Вопрос зрителя: Что ждет экзистенциальную психотерапию в России в будущем? Или терапевты такого плана «вымирают» безвозвратно?

В.Е. Каган: Я буду говорить просто о психотерапии. Для меня то, что не экзистенциально, — не есть психотерапия.

Я определяю для себя экзистенцию как переживание себя и мира в отношениях с собой и миром. Экзистенция — это смысловой мир. Ко мне мать приводит ребенка, который сосет палец. Почему она его приводит? Потому что он палец сосет? Да в этом городе десятки тысяч людей сосут палец. А приходят ко мне 5 или 10 мамочек. Потому что для них это имеет значение. Я всегда говорю, что не я работаю в терапии, а работает пациент. Я ему только помогаю. Он сам вырабатывает свои смыслы. Очень часто психотерапия срабатывает, потому что пациент думает, что это психотерапия. Поэтому что касается вопроса об отношениях между психологией и психотерапией — для меня они вполне определены. Психология — это наука, которая изучает явления.

Психотерапия — это практическая деятельность, ремесло, которое не изучает, а помогает — и не явлениям быть, а человеку — жить. Насколько я могу для этого использовать то, что мне дает наука… Я не знаю, что мне больше для этого дает: наука, или созерцание природы, или размышления над книгой. Представление о зеркальных нейронах помогает мне в психотерапии на ноль процентов. Когда я сижу перед человеком, мне нет дела до зеркальных нейронов. Я слышу, как он переживает, я вижу, как он улыбается. Я чувствую, что у него болит. При чем здесь зеркальные нейроны?

Мне кажется, что это две принципиально разные деятельности.

Когда мы надеемся, что психология станет такой, что её будет легче прилагать к практике, мы говорим, по существу, о прикладной психологии. А психотерапия — это психологическая практика.

Психотерапия вроде самостоятельной отрасли, со своим языком, со своими понятиями и правилами. Психотерапия — это гуманитарная практика.

[ЗАДАЧА]:
Перепишите фрагмент о психотерапии от «Когда мы надеемся, что» до «это психологическая практика.» включительно, поменяв «прикладной психологии» на «практической психологии».

[СОБРАННЫЙ МАТЕРИАЛ]:

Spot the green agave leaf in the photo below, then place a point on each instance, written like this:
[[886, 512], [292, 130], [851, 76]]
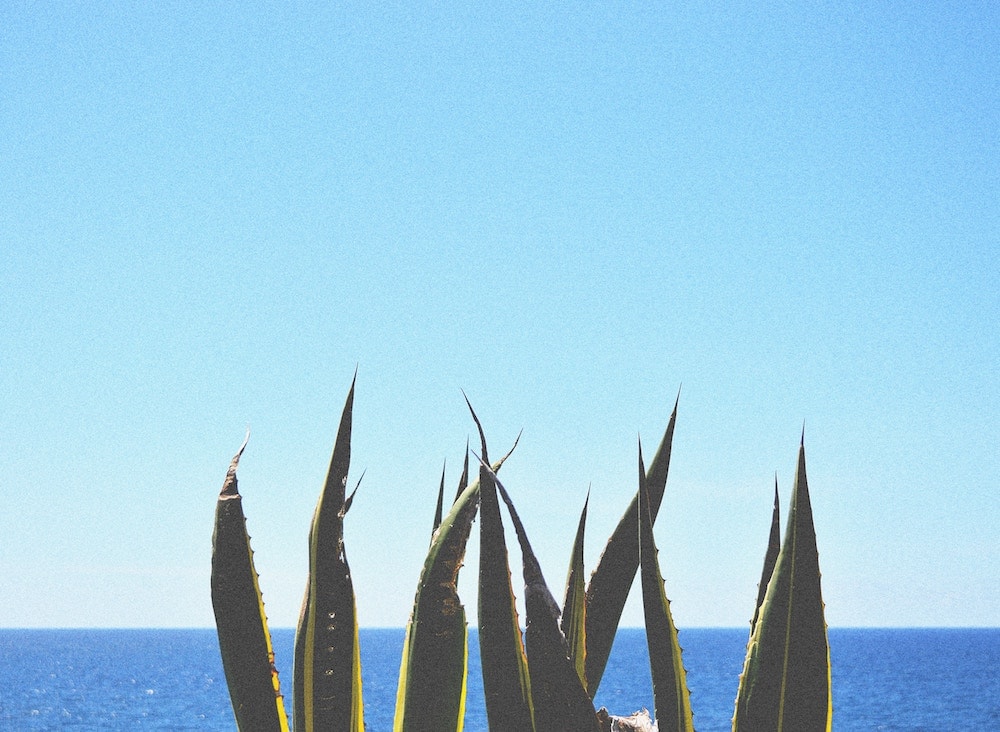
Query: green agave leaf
[[785, 684], [439, 509], [501, 648], [244, 639], [560, 702], [432, 677], [770, 557], [327, 671], [670, 691], [463, 482], [574, 616], [611, 581]]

[ОТВЕТ]:
Когда мы надеемся, что психология станет такой, что её будет легче прилагать к практике, мы говорим, по существу, о практической психологии. А психотерапия — это психологическая практика.